List every line of the data that contains the string "sign". Case counts.

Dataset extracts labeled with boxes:
================

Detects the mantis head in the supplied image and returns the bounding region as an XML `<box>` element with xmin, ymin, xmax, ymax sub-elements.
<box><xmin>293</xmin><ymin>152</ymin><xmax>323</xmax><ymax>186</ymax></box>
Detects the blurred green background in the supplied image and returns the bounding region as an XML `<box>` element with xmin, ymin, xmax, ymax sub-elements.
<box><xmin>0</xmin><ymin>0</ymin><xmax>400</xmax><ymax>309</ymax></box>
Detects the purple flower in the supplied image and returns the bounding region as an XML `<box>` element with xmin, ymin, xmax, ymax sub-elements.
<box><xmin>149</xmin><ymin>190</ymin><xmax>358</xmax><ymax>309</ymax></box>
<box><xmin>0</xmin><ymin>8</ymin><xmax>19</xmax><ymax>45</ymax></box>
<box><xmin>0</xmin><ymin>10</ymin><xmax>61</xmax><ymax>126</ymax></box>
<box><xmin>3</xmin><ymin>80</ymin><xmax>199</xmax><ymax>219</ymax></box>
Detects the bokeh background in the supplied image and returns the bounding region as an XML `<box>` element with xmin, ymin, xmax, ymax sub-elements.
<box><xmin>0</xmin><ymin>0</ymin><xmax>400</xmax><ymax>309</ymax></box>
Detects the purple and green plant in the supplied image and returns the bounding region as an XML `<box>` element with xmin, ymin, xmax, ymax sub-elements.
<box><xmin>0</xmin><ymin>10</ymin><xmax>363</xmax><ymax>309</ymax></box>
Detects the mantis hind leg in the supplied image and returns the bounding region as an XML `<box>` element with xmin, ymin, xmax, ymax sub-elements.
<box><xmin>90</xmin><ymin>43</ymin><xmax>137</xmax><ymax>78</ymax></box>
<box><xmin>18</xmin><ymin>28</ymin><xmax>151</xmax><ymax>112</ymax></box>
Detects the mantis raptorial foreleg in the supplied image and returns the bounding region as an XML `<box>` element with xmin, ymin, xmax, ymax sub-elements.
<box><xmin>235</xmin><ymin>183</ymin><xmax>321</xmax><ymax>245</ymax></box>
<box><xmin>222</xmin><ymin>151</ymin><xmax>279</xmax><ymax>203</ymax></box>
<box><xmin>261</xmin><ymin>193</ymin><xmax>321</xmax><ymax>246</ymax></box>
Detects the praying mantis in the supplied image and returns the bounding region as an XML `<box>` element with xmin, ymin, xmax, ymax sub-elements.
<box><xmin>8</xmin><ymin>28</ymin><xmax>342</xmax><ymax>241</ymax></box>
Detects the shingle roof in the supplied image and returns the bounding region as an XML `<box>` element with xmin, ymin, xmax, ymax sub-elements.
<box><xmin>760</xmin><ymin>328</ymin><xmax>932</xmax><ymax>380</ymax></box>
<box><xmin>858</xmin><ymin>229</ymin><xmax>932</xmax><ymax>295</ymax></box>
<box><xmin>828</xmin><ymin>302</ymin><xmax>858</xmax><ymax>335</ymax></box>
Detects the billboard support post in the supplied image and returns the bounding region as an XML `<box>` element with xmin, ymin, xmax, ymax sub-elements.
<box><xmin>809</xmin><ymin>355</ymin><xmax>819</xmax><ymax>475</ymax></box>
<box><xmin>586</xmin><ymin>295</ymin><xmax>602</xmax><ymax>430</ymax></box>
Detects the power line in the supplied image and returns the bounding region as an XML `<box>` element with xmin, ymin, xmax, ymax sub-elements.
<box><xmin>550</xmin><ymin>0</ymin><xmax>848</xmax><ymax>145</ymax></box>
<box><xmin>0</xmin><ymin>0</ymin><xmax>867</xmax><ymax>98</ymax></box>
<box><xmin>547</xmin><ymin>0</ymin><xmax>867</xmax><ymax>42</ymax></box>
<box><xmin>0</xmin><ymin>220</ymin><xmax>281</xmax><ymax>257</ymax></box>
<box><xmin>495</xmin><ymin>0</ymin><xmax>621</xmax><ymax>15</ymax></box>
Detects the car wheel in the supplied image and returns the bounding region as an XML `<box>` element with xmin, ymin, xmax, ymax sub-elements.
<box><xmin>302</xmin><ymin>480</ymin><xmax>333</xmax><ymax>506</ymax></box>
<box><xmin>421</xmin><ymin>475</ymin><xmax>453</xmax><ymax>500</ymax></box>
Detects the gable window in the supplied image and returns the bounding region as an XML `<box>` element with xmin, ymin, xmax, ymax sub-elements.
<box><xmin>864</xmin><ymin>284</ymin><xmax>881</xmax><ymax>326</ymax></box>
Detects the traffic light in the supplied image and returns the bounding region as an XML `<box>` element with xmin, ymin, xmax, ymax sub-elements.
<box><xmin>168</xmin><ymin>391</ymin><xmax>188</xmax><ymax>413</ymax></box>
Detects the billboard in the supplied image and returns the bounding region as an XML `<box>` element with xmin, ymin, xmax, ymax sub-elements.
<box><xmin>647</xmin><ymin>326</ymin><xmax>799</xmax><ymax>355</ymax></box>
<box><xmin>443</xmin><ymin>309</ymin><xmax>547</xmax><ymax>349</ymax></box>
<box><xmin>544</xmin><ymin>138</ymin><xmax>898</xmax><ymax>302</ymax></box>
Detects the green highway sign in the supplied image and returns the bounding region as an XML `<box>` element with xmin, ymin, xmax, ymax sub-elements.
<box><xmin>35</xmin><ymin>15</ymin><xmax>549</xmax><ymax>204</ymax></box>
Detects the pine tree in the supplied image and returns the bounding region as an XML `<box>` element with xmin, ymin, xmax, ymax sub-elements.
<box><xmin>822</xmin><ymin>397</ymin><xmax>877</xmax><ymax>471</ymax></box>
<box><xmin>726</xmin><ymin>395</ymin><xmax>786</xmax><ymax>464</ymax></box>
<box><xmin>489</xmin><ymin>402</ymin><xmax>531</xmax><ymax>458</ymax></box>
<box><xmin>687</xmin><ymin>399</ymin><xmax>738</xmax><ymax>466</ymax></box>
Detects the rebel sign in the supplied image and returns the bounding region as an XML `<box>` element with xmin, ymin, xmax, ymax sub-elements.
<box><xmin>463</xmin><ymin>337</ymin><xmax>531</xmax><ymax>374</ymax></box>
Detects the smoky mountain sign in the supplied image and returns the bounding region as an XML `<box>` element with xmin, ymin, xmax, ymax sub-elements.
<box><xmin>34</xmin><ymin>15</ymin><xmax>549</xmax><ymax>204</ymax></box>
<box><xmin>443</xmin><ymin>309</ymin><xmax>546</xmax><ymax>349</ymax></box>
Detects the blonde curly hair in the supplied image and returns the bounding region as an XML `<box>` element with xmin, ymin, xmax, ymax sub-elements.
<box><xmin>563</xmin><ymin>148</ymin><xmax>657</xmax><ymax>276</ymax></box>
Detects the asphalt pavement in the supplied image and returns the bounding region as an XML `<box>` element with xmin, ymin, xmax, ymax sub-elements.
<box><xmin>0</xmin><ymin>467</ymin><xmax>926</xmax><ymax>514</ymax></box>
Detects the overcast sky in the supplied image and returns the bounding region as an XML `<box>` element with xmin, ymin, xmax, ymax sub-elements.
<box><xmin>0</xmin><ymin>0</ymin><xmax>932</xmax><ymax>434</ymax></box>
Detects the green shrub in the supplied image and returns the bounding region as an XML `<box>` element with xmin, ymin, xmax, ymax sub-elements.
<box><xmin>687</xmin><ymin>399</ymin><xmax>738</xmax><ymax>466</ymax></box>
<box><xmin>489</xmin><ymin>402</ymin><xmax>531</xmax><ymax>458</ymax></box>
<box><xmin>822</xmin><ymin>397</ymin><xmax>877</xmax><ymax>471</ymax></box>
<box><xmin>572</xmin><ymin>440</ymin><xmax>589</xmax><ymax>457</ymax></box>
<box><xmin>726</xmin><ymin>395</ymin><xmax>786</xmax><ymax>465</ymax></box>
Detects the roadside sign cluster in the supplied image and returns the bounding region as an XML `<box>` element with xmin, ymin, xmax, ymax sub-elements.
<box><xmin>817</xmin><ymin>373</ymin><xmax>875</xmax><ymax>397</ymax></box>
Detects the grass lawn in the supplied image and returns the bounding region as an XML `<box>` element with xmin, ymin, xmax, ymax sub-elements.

================

**Task response**
Detects the green highway sign in the supplied image and returns the bounding region as an XML `<box>` element with xmin, ymin, xmax, ymax sub-elements.
Detects the rebel sign in the supplied image and returns the bounding region as an XML `<box>` element with xmin, ymin, xmax, ymax sub-elements.
Detects the smoky mountain sign in the supplied image and returns the bounding region as an XML `<box>` element with xmin, ymin, xmax, ymax sub-elements.
Detects the roadside sign cluster in the supplied image and returns the bounding region as an XML `<box>` element with xmin, ymin, xmax, ymax sub-elements.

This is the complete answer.